* Begin Data for the task *

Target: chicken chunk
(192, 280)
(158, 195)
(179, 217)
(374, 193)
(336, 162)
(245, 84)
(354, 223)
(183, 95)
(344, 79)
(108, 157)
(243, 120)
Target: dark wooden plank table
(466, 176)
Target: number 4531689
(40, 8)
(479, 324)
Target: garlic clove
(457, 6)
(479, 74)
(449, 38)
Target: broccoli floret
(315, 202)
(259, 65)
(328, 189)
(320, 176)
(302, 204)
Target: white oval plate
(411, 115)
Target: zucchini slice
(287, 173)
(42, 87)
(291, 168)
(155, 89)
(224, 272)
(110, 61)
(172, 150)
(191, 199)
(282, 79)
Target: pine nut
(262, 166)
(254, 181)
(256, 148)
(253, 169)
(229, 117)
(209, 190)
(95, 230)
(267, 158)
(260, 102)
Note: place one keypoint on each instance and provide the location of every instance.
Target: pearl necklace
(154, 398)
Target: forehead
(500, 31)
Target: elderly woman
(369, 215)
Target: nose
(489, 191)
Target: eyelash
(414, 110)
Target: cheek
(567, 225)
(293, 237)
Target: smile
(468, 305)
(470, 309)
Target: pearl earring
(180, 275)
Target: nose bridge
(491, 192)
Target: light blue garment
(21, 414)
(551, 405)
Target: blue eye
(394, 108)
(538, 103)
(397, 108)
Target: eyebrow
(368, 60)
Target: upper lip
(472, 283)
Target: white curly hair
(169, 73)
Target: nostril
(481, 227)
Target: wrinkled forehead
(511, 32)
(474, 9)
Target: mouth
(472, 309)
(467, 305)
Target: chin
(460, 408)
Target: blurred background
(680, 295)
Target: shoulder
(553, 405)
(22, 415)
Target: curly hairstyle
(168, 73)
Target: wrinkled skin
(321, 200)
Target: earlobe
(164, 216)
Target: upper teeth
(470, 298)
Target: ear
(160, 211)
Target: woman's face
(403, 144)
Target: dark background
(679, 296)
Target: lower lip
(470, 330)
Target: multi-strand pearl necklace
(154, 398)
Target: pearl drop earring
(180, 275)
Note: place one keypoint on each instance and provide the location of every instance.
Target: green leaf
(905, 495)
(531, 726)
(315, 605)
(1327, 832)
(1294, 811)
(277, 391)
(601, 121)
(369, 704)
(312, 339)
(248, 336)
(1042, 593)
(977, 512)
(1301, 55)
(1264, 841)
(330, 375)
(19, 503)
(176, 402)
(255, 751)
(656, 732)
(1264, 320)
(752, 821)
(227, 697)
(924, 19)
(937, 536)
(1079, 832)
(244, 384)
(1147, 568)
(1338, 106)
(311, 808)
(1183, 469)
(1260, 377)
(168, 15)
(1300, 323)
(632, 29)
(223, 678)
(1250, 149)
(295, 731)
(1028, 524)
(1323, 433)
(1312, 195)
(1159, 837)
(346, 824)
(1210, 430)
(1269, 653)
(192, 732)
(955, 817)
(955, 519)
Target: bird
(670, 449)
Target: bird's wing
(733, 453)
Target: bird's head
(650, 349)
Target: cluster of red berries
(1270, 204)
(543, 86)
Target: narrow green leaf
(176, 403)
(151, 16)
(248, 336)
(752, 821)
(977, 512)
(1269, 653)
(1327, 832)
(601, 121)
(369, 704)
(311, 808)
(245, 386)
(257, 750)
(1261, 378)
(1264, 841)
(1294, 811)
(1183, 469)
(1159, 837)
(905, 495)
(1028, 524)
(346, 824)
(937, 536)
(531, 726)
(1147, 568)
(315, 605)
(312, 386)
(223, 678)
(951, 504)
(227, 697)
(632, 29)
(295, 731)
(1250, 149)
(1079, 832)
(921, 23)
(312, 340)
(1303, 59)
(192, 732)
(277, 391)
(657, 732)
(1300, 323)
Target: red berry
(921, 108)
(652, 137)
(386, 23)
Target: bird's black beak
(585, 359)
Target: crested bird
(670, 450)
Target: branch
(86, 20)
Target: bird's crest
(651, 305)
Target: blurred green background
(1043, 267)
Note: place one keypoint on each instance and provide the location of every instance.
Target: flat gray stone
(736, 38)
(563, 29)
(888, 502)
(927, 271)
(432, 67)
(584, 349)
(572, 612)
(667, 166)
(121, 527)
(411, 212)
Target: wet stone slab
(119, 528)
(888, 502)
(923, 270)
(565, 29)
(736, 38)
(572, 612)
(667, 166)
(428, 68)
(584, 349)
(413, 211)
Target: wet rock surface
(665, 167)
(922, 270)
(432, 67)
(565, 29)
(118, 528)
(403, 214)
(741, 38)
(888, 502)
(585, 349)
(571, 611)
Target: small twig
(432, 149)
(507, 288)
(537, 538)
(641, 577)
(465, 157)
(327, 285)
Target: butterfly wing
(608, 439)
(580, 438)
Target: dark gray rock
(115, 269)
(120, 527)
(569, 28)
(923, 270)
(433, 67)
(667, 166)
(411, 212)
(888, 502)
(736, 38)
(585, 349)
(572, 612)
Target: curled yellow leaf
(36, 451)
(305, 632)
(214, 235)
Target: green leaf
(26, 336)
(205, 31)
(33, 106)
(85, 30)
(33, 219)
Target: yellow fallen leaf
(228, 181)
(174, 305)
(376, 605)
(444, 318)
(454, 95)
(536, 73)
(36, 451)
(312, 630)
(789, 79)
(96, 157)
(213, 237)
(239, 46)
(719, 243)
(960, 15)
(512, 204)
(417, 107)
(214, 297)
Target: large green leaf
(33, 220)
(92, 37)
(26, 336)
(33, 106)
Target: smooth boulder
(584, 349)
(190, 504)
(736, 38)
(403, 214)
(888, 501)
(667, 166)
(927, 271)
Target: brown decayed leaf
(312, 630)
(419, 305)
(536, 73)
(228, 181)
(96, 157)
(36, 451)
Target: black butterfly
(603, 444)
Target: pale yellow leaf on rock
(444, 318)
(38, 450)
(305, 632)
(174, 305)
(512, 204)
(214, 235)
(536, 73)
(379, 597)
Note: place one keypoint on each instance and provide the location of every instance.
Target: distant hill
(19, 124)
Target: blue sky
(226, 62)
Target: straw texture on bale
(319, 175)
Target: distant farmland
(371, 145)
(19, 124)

* End Data for the task *

**Request**: Reproduce all of the material above, line for line and without any changes.

**Exercise output**:
Target: chicken chunk
(192, 280)
(158, 195)
(179, 217)
(374, 193)
(336, 162)
(245, 84)
(354, 223)
(183, 95)
(344, 79)
(108, 157)
(243, 120)
Target: dark wooden plank table
(466, 176)
Target: number 4531689
(40, 8)
(479, 324)
Target: garlic clove
(457, 6)
(479, 74)
(449, 38)
Target: broccoli floret
(315, 202)
(259, 65)
(328, 189)
(320, 176)
(302, 204)
Target: white oval plate
(411, 115)
Target: zucchini slice
(287, 173)
(42, 87)
(291, 168)
(155, 89)
(224, 272)
(110, 61)
(172, 150)
(191, 199)
(282, 79)
Target: pine nut
(262, 166)
(254, 181)
(256, 148)
(253, 169)
(229, 117)
(209, 190)
(95, 230)
(267, 158)
(260, 102)
Note: place one keypoint on each instance and provide the location of every instance.
Target: pearl necklace
(154, 398)
Target: forehead
(500, 31)
Target: elderly woman
(369, 215)
Target: nose
(489, 191)
Target: eyelash
(414, 110)
Target: cheek
(567, 225)
(293, 237)
Target: smile
(468, 305)
(470, 309)
Target: pearl earring
(180, 275)
Target: nose bridge
(491, 192)
Target: light blue garment
(21, 414)
(551, 405)
Target: blue eye
(394, 108)
(538, 103)
(397, 108)
Target: eyebrow
(368, 60)
Target: upper lip
(472, 283)
Target: white curly hair
(169, 73)
Target: nostril
(481, 227)
Target: wrinkled forehead
(511, 32)
(474, 9)
Target: mouth
(472, 309)
(467, 305)
Target: chin
(460, 408)
Target: blurred background
(680, 295)
Target: shoulder
(553, 405)
(22, 415)
Target: curly hairstyle
(168, 73)
Target: wrinkled skin
(321, 200)
Target: earlobe
(164, 216)
Target: upper teeth
(470, 298)
Target: ear
(160, 211)
Target: woman's face
(403, 144)
Target: dark background
(679, 296)
Target: lower lip
(470, 330)
Target: multi-strand pearl necklace
(154, 398)
Target: pearl drop earring
(180, 275)
Note: place one keypoint on each instance and provide the location of every instance.
Target: green leaf
(905, 495)
(531, 726)
(315, 605)
(1327, 832)
(1294, 811)
(277, 391)
(601, 121)
(369, 704)
(312, 339)
(248, 336)
(1042, 593)
(977, 512)
(1301, 55)
(1264, 841)
(330, 375)
(19, 503)
(176, 402)
(255, 751)
(656, 732)
(1264, 320)
(752, 821)
(227, 697)
(924, 19)
(937, 536)
(1079, 832)
(244, 384)
(1147, 568)
(1338, 106)
(311, 808)
(1183, 469)
(1260, 377)
(168, 15)
(1300, 323)
(632, 29)
(223, 678)
(1250, 149)
(295, 731)
(1028, 524)
(1323, 433)
(1312, 195)
(1159, 837)
(346, 824)
(1210, 430)
(1269, 653)
(192, 732)
(955, 817)
(955, 519)
Target: bird
(670, 449)
Target: bird's wing
(733, 453)
Target: bird's head
(650, 349)
Target: cluster of red berries
(1270, 204)
(543, 86)
Target: narrow green leaf
(176, 403)
(151, 16)
(248, 336)
(752, 821)
(977, 512)
(1269, 653)
(1327, 832)
(601, 121)
(369, 704)
(311, 808)
(245, 386)
(257, 750)
(1261, 378)
(1264, 841)
(1294, 811)
(1183, 469)
(1159, 837)
(905, 495)
(1028, 524)
(346, 824)
(937, 536)
(531, 726)
(1147, 568)
(315, 605)
(312, 386)
(223, 678)
(951, 504)
(227, 697)
(632, 29)
(295, 731)
(1250, 149)
(1079, 832)
(921, 23)
(312, 340)
(1303, 59)
(192, 732)
(277, 391)
(657, 732)
(1300, 323)
Target: red berry
(921, 108)
(652, 137)
(386, 23)
Target: bird's black beak
(585, 359)
Target: crested bird
(670, 450)
Target: branch
(86, 20)
Target: bird's crest
(651, 305)
Target: blurred green background
(1043, 267)
Note: place one keypoint on each instance and provide the location of every instance.
Target: flat gray stone
(736, 38)
(563, 29)
(888, 502)
(927, 271)
(432, 67)
(584, 349)
(572, 612)
(667, 166)
(121, 527)
(411, 212)
Target: wet stone slab
(119, 528)
(888, 502)
(923, 270)
(565, 29)
(736, 38)
(572, 612)
(667, 166)
(428, 68)
(584, 349)
(413, 211)
Target: wet rock surface
(665, 167)
(922, 270)
(432, 67)
(565, 29)
(118, 528)
(403, 214)
(741, 38)
(888, 502)
(585, 349)
(571, 611)
Target: small twig
(432, 149)
(507, 288)
(537, 538)
(641, 577)
(465, 157)
(327, 285)
Target: butterfly wing
(608, 439)
(580, 438)
Target: dark gray rock
(115, 269)
(120, 527)
(569, 28)
(923, 270)
(433, 67)
(667, 166)
(411, 212)
(888, 502)
(736, 38)
(585, 349)
(572, 612)
Target: curled yellow leaf
(36, 451)
(305, 632)
(214, 235)
Target: green leaf
(26, 336)
(205, 31)
(33, 106)
(85, 30)
(33, 219)
Target: yellow fallen leaf
(228, 181)
(174, 305)
(376, 605)
(444, 318)
(454, 95)
(536, 73)
(36, 451)
(312, 630)
(789, 79)
(96, 157)
(213, 237)
(239, 46)
(719, 243)
(960, 15)
(512, 204)
(417, 107)
(214, 297)
Target: large green leaf
(33, 220)
(92, 37)
(26, 336)
(33, 106)
Target: smooth boulder
(584, 349)
(190, 504)
(736, 38)
(403, 214)
(888, 501)
(667, 166)
(927, 271)
Target: brown decayed leaf
(312, 630)
(419, 305)
(536, 73)
(228, 181)
(96, 157)
(36, 451)
Target: black butterfly
(603, 444)
Target: pale yellow leaf on rock
(444, 318)
(38, 450)
(305, 632)
(174, 305)
(512, 204)
(214, 235)
(536, 73)
(379, 597)
Note: place one keypoint on each instance and provide the location of every instance.
Target: distant hill
(19, 124)
Target: blue sky
(226, 62)
Target: straw texture on bale
(319, 175)
Target: distant farmland
(371, 145)
(19, 124)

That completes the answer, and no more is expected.